**Document passage:**
Unfortunately, however, such an act would not generate positive recognition. Trump responded with a policy of “maximum pressure,” dramatically ramping up sanctions on the North. If Biden reacted any less vigorously, he would be attacked by Republicans for being weak and an appeaser. Far more likely would be the opposite response, a harsh action designed to demonstrate resolve. Perhaps new sanctions, if there is anything left to cover, or reinforcements sent to South Korea, or even threats of military strikes on nuclear and/or missile facilities. Raising tensions in this way would be especially dangerous since the DPRK’s military is essentially: use it or lose it. If Pyongyang came to believe an American attack was imminent, it might be tempted to launch its own preemptive strike.
The People’s Republic of China is the one state in contact with both the North and America. Admittedly, Beijing-Washington relations are currently frayed. Nevertheless, the transition in Washington creates an opportunity for emotions to calm, leaving the PRC well-positioned to play international mediator. However, U.S. policymakers understandably view China and their interactions with North Korea with suspicion. Indeed, some American commentators believe that Beijing controls its small neighbor, despite ample contrary evidence.
However, the PRC could speak more broadly to both Washington and Pyongyang, warning them of the danger in taking the wrong path. First, China should discourage the North from engaging in serious provocations, most notably nuclear or missile testing. Beijing, which has long opposed actions that raise tensions and destabilize the peninsula and region, has given this advice before.

**Exercise requirements:**
1 - In the North Korea passage, what policy did Trump respond with?
2 - Please reproduce the North Korea passage starting with "Unfortunately, however, such" and going on through "own preemptive strike.".
Work from the North Korea passage alone.

(Saved entries)
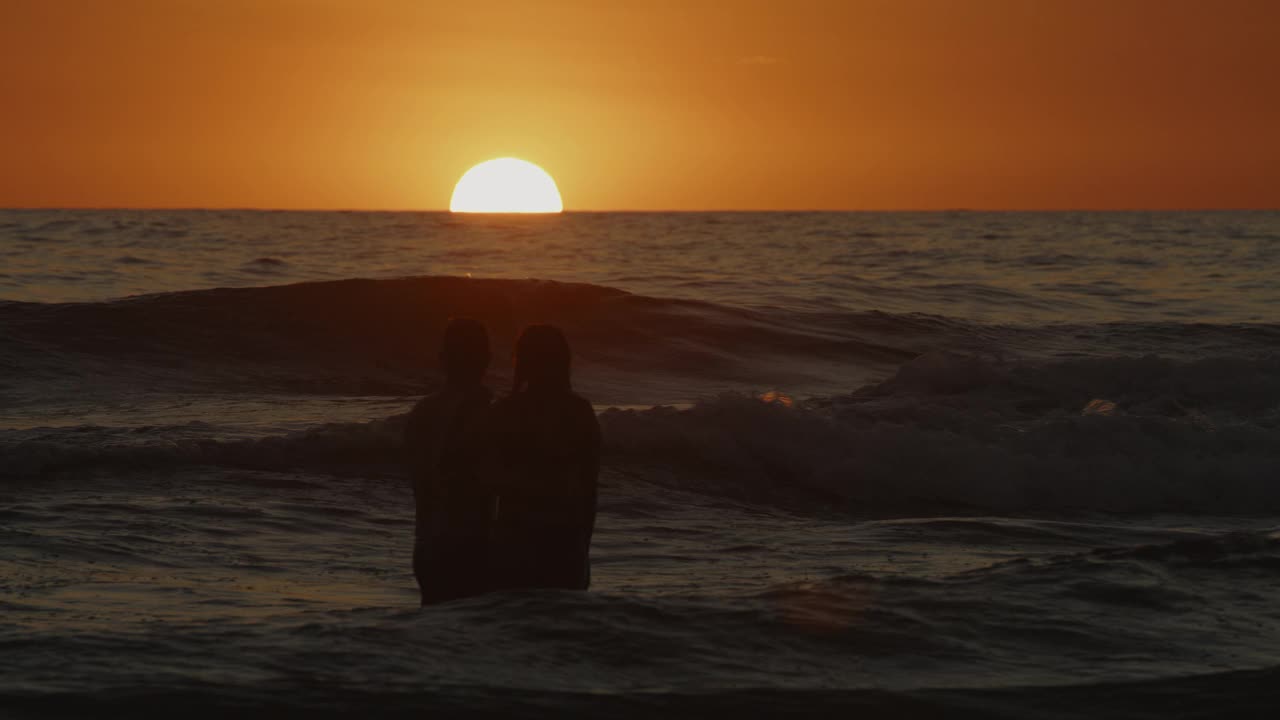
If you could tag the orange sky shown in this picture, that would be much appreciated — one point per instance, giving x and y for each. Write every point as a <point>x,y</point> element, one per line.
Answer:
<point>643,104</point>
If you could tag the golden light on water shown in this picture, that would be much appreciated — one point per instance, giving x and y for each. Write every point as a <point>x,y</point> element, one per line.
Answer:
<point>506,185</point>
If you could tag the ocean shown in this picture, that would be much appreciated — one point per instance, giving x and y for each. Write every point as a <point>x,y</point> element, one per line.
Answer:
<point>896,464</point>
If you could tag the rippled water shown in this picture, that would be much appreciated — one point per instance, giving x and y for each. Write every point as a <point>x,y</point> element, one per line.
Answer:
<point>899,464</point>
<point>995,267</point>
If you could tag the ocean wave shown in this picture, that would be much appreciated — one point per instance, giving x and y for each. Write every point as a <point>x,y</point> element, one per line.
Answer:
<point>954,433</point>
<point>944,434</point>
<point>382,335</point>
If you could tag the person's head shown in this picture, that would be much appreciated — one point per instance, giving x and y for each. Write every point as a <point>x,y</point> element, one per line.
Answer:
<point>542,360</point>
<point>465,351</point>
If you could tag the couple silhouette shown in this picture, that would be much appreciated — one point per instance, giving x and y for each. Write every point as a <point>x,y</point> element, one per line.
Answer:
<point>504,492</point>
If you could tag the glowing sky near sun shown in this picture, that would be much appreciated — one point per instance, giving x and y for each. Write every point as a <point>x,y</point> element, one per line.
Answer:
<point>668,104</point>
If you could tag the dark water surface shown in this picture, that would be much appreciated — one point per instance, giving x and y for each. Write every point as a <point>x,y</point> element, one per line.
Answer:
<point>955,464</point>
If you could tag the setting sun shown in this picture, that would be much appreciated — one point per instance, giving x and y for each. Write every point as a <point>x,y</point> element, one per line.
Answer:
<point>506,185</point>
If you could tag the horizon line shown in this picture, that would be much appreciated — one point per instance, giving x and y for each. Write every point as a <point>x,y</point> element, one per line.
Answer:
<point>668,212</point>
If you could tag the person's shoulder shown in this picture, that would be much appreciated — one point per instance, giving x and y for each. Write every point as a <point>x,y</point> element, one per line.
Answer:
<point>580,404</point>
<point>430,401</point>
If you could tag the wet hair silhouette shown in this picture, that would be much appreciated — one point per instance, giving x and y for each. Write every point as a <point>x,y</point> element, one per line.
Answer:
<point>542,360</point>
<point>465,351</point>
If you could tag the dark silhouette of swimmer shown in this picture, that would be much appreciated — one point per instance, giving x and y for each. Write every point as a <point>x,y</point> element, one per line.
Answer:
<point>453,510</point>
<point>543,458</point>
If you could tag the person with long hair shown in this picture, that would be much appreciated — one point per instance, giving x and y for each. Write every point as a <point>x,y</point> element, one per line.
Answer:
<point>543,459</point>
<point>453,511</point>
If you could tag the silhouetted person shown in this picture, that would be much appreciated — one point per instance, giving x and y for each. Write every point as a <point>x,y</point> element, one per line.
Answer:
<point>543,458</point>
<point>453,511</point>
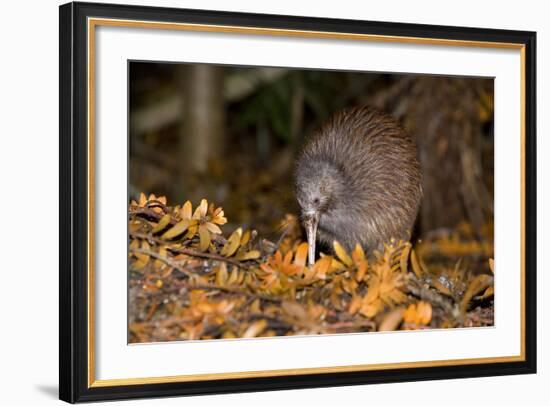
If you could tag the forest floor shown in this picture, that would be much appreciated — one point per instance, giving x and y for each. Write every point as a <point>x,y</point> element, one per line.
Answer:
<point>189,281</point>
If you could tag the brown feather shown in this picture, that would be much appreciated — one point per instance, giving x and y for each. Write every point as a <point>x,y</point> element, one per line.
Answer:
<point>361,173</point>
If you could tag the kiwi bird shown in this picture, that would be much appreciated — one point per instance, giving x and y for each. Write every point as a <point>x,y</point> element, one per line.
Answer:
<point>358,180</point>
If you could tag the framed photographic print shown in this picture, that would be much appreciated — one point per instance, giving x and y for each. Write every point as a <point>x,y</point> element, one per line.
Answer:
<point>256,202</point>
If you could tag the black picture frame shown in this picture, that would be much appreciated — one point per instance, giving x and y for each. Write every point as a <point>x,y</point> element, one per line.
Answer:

--

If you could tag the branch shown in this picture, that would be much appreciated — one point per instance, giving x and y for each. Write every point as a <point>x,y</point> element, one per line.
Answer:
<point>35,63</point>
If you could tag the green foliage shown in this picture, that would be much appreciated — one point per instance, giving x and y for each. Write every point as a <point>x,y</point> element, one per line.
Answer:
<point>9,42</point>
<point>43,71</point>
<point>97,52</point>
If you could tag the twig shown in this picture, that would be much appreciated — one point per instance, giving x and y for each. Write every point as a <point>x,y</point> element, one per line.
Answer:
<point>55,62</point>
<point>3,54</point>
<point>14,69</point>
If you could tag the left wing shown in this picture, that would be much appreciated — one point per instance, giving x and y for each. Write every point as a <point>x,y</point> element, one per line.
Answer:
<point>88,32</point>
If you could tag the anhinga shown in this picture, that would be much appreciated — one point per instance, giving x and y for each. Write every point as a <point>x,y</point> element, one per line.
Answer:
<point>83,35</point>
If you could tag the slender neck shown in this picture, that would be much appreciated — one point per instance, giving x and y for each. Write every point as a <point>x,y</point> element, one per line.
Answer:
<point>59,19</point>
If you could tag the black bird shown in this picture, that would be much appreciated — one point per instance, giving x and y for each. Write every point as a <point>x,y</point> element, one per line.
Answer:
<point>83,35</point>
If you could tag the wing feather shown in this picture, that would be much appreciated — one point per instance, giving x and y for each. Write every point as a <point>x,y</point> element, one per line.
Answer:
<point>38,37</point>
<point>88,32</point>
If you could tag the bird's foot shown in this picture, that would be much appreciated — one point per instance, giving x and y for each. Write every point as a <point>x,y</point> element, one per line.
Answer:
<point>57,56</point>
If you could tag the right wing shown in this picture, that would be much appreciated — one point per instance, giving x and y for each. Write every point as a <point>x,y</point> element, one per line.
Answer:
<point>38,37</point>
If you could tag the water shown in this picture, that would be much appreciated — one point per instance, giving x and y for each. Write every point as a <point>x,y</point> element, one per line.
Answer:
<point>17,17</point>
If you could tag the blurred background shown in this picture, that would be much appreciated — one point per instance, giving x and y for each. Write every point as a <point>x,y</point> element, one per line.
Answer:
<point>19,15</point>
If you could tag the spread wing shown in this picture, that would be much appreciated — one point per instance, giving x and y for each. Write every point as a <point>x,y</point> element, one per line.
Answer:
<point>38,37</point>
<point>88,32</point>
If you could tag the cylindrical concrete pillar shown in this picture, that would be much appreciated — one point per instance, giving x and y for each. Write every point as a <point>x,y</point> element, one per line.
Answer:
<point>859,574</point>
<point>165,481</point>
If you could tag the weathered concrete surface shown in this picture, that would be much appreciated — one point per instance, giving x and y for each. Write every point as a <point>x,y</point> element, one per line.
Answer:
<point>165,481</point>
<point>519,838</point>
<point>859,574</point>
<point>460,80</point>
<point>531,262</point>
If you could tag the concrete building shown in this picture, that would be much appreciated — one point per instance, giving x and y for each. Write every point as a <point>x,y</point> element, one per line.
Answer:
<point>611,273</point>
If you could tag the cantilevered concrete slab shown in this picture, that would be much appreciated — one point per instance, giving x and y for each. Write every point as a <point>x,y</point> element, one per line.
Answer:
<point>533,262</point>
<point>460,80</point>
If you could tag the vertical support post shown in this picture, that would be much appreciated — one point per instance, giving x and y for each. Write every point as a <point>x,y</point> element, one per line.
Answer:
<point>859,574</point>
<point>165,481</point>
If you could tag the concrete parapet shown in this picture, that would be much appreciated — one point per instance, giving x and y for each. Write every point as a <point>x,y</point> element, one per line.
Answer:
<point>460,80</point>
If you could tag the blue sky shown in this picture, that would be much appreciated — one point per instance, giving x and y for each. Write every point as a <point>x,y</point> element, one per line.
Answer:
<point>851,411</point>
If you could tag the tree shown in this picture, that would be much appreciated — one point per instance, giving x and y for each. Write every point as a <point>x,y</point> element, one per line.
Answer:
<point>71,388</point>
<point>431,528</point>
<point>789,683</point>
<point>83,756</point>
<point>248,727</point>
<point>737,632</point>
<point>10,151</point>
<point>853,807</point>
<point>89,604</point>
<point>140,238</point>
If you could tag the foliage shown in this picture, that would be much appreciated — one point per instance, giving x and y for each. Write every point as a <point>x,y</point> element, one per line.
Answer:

**Response list:**
1 - A policy of "maximum pressure," dramatically ramping up sanctions on the North.

2 -
Unfortunately, however, such an act would not generate positive recognition. Trump responded with a policy of “maximum pressure,” dramatically ramping up sanctions on the North. If Biden reacted any less vigorously, he would be attacked by Republicans for being weak and an appeaser. Far more likely would be the opposite response, a harsh action designed to demonstrate resolve. Perhaps new sanctions, if there is anything left to cover, or reinforcements sent to South Korea, or even threats of military strikes on nuclear and/or missile facilities. Raising tensions in this way would be especially dangerous since the DPRK’s military is essentially: use it or lose it. If Pyongyang came to believe an American attack was imminent, it might be tempted to launch its own preemptive strike.